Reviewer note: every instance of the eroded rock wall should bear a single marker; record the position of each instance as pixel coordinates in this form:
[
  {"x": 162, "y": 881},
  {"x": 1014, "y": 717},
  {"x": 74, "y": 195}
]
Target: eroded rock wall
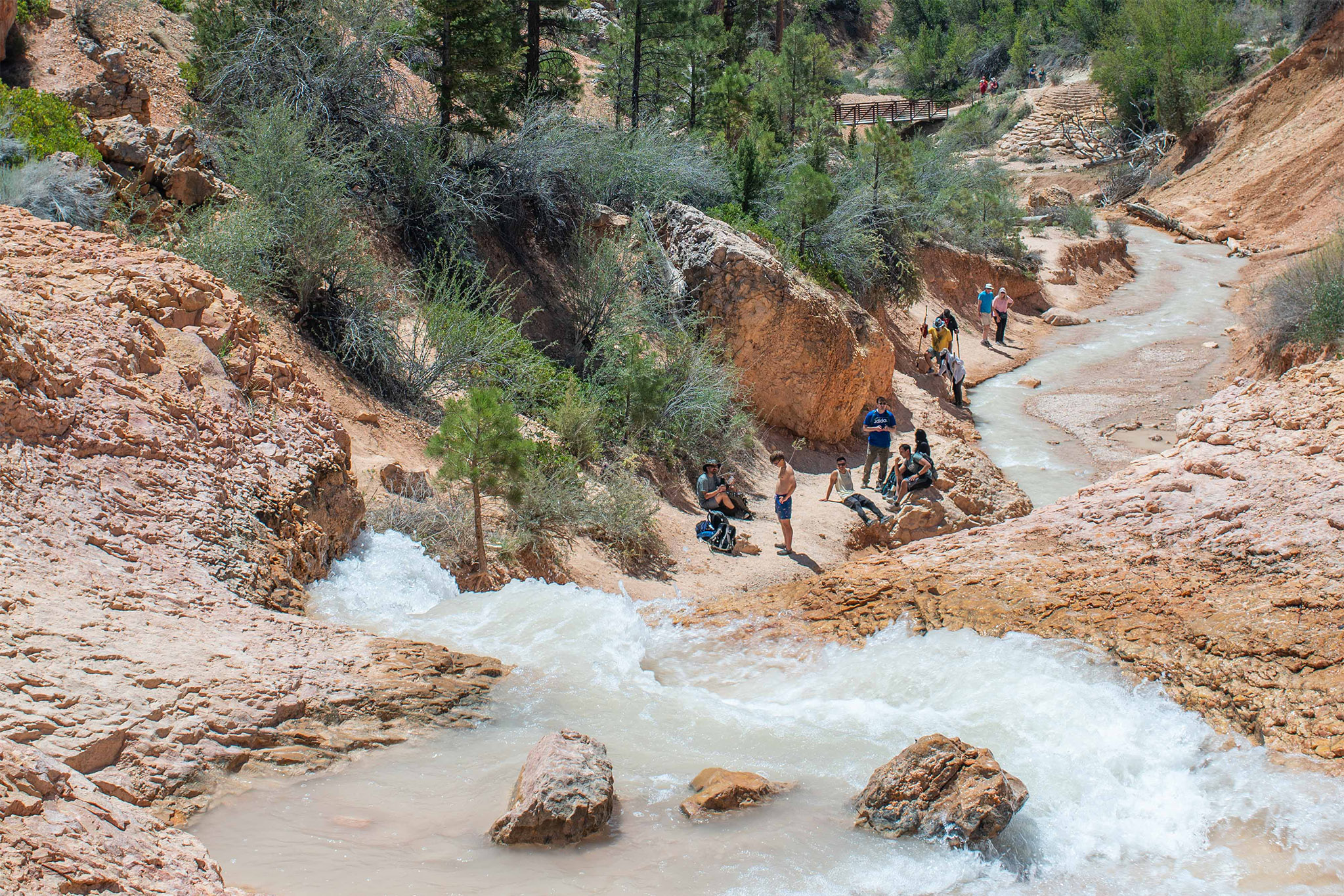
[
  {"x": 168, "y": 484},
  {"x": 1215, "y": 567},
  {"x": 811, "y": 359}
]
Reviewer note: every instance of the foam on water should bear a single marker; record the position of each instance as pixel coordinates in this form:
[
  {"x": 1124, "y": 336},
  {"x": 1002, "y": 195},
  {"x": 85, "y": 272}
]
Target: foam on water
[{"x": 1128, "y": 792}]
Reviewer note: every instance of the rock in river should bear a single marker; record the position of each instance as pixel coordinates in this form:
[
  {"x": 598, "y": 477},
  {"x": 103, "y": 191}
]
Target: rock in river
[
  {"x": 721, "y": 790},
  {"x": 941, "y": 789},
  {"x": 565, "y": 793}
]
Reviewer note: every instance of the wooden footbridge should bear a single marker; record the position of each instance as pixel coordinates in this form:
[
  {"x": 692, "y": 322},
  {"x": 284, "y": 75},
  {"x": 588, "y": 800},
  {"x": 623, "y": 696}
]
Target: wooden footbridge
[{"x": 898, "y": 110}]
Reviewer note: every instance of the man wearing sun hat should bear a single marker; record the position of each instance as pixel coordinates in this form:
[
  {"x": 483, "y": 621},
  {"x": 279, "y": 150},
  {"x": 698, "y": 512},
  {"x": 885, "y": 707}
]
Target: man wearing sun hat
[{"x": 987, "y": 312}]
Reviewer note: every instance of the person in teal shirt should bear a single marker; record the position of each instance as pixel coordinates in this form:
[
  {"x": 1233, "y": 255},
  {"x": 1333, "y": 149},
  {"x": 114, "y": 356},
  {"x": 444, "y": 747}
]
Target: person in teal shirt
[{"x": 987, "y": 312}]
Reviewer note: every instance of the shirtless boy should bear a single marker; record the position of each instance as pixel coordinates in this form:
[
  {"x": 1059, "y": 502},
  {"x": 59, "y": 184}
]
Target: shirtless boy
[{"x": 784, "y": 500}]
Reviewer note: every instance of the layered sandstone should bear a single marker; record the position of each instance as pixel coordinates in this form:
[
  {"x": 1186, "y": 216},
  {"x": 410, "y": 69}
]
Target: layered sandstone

■ WHAT IS NEEDED
All of the entries need to be transcribed word for word; pictures are left out.

■ TASK SOLUTION
Reviewer note: every instance of the eroded rock wall should bear a single marker; record the position of each instance as pixel coordinates in this form:
[
  {"x": 162, "y": 881},
  {"x": 1014, "y": 717},
  {"x": 74, "y": 195}
]
Target: eroded rock wall
[
  {"x": 168, "y": 484},
  {"x": 1215, "y": 567},
  {"x": 811, "y": 359}
]
Reviewer note: every instance of the foam on water should bear a single marker; record the position of each instance as pixel coordinates in this form:
[
  {"x": 1124, "y": 336},
  {"x": 1002, "y": 195},
  {"x": 85, "y": 272}
]
Target: foam on water
[{"x": 1128, "y": 792}]
Reviewer note: every instance of the rock in river should bear a single marker; record the position of each instance as pixel coordinates in this form:
[
  {"x": 598, "y": 477},
  {"x": 103, "y": 191}
]
Target: rock in river
[
  {"x": 721, "y": 790},
  {"x": 941, "y": 789},
  {"x": 565, "y": 793}
]
Reviewer note: every instance of the wooden footbridge should bear a single marker; record the position of each instance as pixel coordinates in this form:
[
  {"x": 692, "y": 322},
  {"x": 284, "y": 75},
  {"x": 588, "y": 800},
  {"x": 623, "y": 696}
]
Target: wooden footbridge
[{"x": 898, "y": 110}]
Reviewer note: every instance of the man wearing sun hat should bear a single marker; record the position of each instance as pixel coordinates in this form:
[
  {"x": 483, "y": 621},
  {"x": 279, "y": 150},
  {"x": 698, "y": 512},
  {"x": 885, "y": 707}
]
Target: man wearing sun hat
[{"x": 987, "y": 312}]
Reviewer note: every instance of the person in teal shirt should bear a single marker; record the position of each instance as pixel coordinates in this form:
[
  {"x": 1233, "y": 255},
  {"x": 1333, "y": 149},
  {"x": 114, "y": 356},
  {"x": 444, "y": 747}
]
Target: person in teal shirt
[{"x": 987, "y": 312}]
Reviewer note: every instance of the shirtless boy should bear a single marker; record the position of each instance as pixel coordinates in this form:
[
  {"x": 1059, "y": 502},
  {"x": 59, "y": 184}
]
Target: shirtless boy
[{"x": 784, "y": 500}]
Reviewer note: every instance of the layered sandstone should bear a single marker; record the position of each instance as pixel coordinates in this form:
[
  {"x": 1186, "y": 216},
  {"x": 410, "y": 69}
]
Target: layered sandstone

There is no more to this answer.